Excerpts of labeled region data
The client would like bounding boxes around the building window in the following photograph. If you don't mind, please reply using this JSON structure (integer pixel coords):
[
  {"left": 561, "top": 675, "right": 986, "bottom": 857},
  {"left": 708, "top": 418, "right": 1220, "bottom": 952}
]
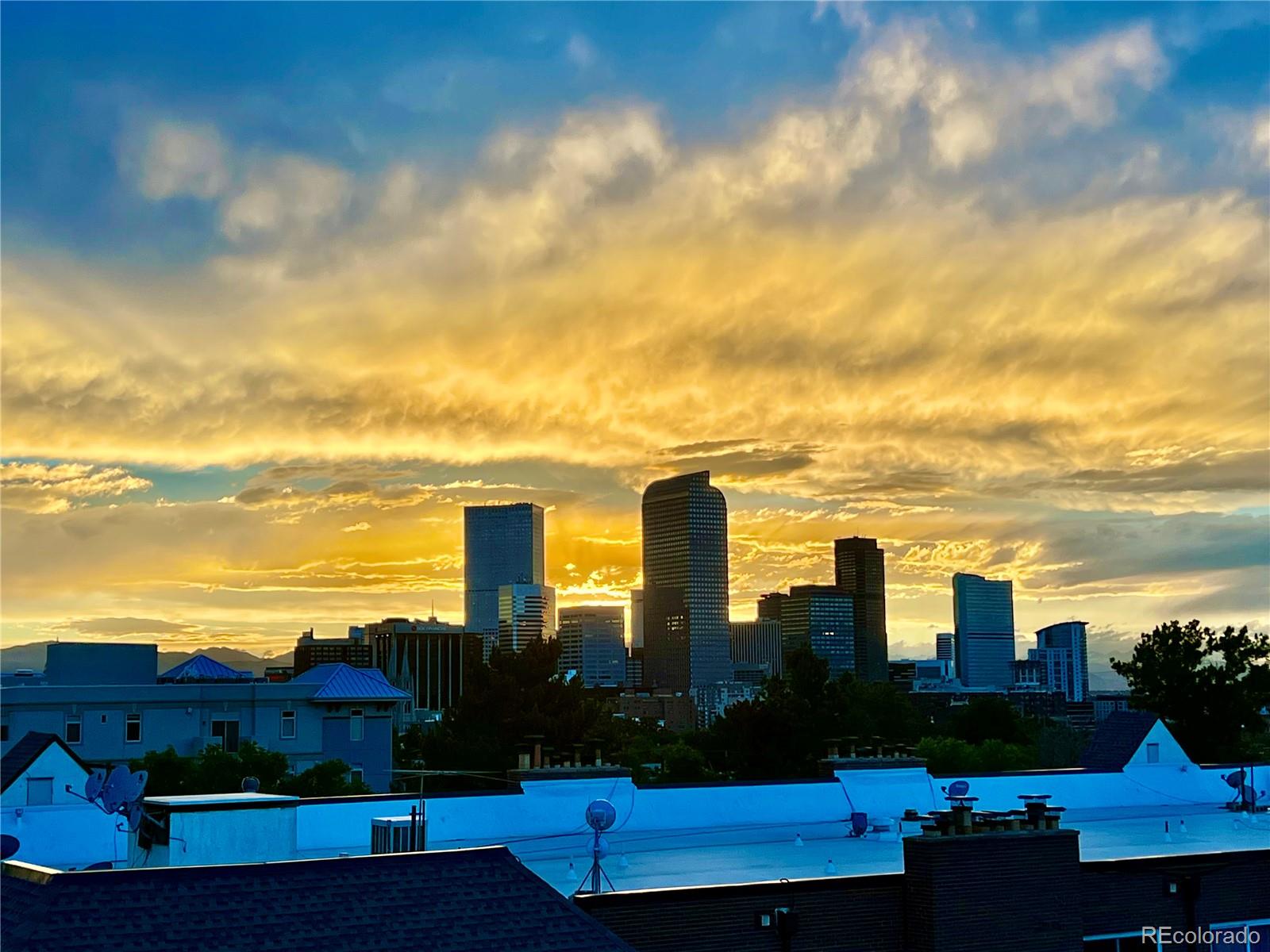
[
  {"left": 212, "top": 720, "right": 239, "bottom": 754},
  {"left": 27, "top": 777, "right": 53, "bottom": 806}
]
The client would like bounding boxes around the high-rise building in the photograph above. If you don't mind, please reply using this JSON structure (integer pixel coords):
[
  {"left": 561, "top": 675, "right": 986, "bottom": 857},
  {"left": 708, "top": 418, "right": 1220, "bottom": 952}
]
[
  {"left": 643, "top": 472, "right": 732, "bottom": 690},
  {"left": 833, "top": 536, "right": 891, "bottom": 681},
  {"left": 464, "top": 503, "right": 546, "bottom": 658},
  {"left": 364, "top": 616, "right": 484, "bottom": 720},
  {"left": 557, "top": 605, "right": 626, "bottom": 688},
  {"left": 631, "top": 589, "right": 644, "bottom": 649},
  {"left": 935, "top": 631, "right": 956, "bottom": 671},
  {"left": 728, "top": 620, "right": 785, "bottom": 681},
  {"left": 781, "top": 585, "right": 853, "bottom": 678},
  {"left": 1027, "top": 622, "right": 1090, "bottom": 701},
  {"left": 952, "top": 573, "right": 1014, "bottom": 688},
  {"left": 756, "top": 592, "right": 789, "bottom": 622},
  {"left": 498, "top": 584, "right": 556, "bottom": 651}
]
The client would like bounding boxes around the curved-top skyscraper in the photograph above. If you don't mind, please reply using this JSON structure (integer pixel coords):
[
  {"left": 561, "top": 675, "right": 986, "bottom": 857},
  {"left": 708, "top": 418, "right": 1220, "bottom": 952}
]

** Task description **
Rewrite every item above with "client" replaced by "customer" and nothing else changed. Omit the pictures from your version.

** Worked answer **
The customer would like bounding boxes around the building window in the following photograph. If you don't mind, please reply using this JSON structure (integer pixel coords):
[
  {"left": 561, "top": 675, "right": 986, "bottom": 857},
  {"left": 708, "top": 418, "right": 1220, "bottom": 952}
]
[
  {"left": 212, "top": 720, "right": 239, "bottom": 754},
  {"left": 27, "top": 777, "right": 53, "bottom": 806}
]
The customer would like bounding boxes around the high-rise building in the photograph above. If you don't mind, please reply using this JSON structure (integer pixel coords):
[
  {"left": 561, "top": 675, "right": 986, "bottom": 857},
  {"left": 708, "top": 418, "right": 1220, "bottom": 952}
]
[
  {"left": 643, "top": 472, "right": 732, "bottom": 690},
  {"left": 833, "top": 536, "right": 891, "bottom": 681},
  {"left": 464, "top": 503, "right": 546, "bottom": 658},
  {"left": 364, "top": 616, "right": 484, "bottom": 720},
  {"left": 557, "top": 605, "right": 626, "bottom": 688},
  {"left": 631, "top": 589, "right": 644, "bottom": 649},
  {"left": 935, "top": 631, "right": 956, "bottom": 671},
  {"left": 728, "top": 620, "right": 785, "bottom": 681},
  {"left": 781, "top": 585, "right": 853, "bottom": 678},
  {"left": 1027, "top": 622, "right": 1090, "bottom": 701},
  {"left": 952, "top": 573, "right": 1014, "bottom": 688},
  {"left": 756, "top": 592, "right": 789, "bottom": 622},
  {"left": 498, "top": 584, "right": 556, "bottom": 651}
]
The customer would like bounding boxes around the curved-top skyscraper in the photograph above. If you don't mind, please reply using this JSON structure (integer pixel coords):
[
  {"left": 561, "top": 675, "right": 986, "bottom": 857},
  {"left": 708, "top": 418, "right": 1220, "bottom": 952}
]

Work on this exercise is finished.